◆ INPUT ◆
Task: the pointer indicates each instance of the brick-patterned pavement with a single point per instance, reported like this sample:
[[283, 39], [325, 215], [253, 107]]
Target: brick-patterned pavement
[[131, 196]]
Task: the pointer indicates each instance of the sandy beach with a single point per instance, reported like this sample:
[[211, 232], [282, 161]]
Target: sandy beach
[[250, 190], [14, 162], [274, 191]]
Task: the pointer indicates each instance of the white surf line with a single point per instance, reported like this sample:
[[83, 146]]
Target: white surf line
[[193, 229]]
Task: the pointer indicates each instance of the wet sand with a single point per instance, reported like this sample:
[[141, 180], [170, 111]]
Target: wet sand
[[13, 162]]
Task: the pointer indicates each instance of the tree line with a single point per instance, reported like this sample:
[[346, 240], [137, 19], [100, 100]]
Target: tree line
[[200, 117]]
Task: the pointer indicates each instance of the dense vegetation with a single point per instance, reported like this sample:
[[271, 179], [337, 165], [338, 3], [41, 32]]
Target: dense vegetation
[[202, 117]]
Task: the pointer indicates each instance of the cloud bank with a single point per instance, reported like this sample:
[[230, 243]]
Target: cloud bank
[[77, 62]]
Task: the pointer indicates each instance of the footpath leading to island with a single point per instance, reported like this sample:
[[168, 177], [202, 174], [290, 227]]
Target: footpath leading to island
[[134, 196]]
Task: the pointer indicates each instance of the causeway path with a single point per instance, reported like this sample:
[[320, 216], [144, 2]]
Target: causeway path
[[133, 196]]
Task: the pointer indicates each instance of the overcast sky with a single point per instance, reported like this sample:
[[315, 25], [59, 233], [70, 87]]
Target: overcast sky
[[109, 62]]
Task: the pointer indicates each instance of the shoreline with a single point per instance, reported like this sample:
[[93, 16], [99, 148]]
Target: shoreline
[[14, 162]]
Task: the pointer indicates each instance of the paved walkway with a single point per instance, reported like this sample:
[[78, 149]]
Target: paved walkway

◆ EXERCISE INSTRUCTIONS ◆
Only one stretch of the data above is needed. Restate it word for word, from the line containing "Target: cloud bank" through the line containing "[[320, 216], [144, 2]]", both ends included.

◆ RESULT OF THE EXERCISE ◆
Target: cloud bank
[[77, 62]]
Task: the pointer indicates each instance of the footpath leading to island with a single point per instance, reported like this sample:
[[168, 177], [202, 174], [290, 227]]
Target: footpath leading to island
[[134, 196]]
Task: the pointer indicates each instance of the causeway path with a single point per instance, reported like this sample:
[[320, 216], [144, 2]]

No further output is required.